Start of PASSAGE FOR REVIEW
Vanity Fair Hollywood Issue, 2008
Smart, stylish, and voraciously interested in the world, Vanity Fair readers have an extraordinary ability to discern what is truly worth their time, attention, and money. It is essential for Vanity Fair readers to be conversant in a wide range of topics—from global issues, economics, and travel, to beauty, fashion, and entertainment—and they pursue the knowledge of these subjects with an unusual intensity. Vanity Fair readers actively seek out friends and colleagues with whom they share ideas and experiences, creating a diverse and eclectic network of peers. Known for its ability to "ignite a dinner party at 50 yards," Vanity Fair is meant for readers who enjoy expert-level knowledge and lively, spirited debate.

What You Can Expect in Each Issue:
  • Fanfair: Vanity Fair's monthly guide to truly unique and talked-about cultural events around the world, hot new CD's, books, and films; groundbreaking art and design; exhibitions and theatrical events; fashion, beauty, and travel trends.
End of PASSAGE FOR REVIEW
Start of DATASET EXTRACT
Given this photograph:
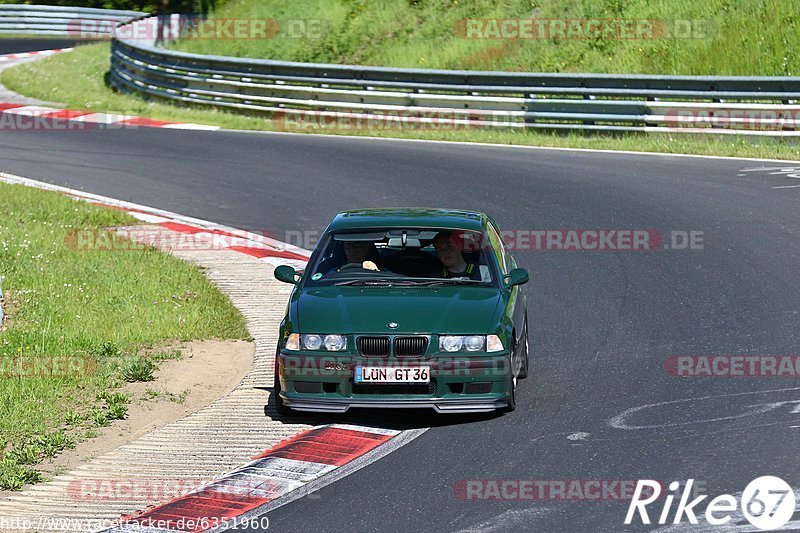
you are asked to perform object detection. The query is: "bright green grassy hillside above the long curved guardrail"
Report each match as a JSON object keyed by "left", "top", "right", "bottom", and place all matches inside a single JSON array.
[{"left": 172, "top": 0, "right": 800, "bottom": 76}]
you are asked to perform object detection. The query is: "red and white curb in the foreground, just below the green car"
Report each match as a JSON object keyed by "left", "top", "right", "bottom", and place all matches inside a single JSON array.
[{"left": 101, "top": 424, "right": 401, "bottom": 533}]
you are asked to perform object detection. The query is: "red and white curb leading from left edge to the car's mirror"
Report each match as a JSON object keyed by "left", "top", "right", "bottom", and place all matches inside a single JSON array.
[{"left": 0, "top": 172, "right": 311, "bottom": 269}]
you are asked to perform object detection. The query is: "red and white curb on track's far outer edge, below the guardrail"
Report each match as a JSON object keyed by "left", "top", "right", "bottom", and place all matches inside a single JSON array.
[{"left": 0, "top": 102, "right": 220, "bottom": 131}]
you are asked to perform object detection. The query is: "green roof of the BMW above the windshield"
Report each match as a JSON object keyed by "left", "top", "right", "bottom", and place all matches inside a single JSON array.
[{"left": 328, "top": 207, "right": 488, "bottom": 231}]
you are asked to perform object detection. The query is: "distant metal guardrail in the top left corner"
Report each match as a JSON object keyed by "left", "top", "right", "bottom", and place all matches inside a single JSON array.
[{"left": 0, "top": 4, "right": 142, "bottom": 38}]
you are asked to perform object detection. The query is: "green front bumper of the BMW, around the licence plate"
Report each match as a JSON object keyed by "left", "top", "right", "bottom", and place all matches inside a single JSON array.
[{"left": 277, "top": 353, "right": 511, "bottom": 413}]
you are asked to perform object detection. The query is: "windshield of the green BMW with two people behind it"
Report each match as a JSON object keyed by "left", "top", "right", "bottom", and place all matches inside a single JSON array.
[{"left": 306, "top": 228, "right": 497, "bottom": 287}]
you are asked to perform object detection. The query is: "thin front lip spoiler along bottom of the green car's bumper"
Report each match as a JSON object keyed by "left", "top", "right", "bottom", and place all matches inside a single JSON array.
[{"left": 281, "top": 394, "right": 508, "bottom": 413}]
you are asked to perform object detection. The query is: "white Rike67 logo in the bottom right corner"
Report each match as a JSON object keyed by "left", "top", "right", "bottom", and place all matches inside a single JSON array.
[{"left": 625, "top": 476, "right": 796, "bottom": 530}]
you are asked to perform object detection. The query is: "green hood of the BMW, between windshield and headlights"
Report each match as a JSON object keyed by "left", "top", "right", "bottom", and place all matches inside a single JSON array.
[{"left": 296, "top": 287, "right": 502, "bottom": 334}]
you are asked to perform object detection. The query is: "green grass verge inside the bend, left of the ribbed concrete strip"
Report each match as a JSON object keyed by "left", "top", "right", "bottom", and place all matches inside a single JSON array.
[{"left": 0, "top": 183, "right": 247, "bottom": 489}]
End of DATASET EXTRACT
TASK DIRECTIONS:
Summarize the Vanity Fair description in two sentences. Work only from the Vanity Fair description, not the records.

ANSWER TO THE EXERCISE:
Vanity Fair readers are described as smart, stylish people who are deeply curious about many topics, from global issues and economics to fashion and entertainment, and who build diverse networks of peers to share ideas with. Each issue includes Fanfair, a monthly guide to notable cultural events, new CDs, books, films, art, design, exhibitions, and fashion, beauty, and travel trends.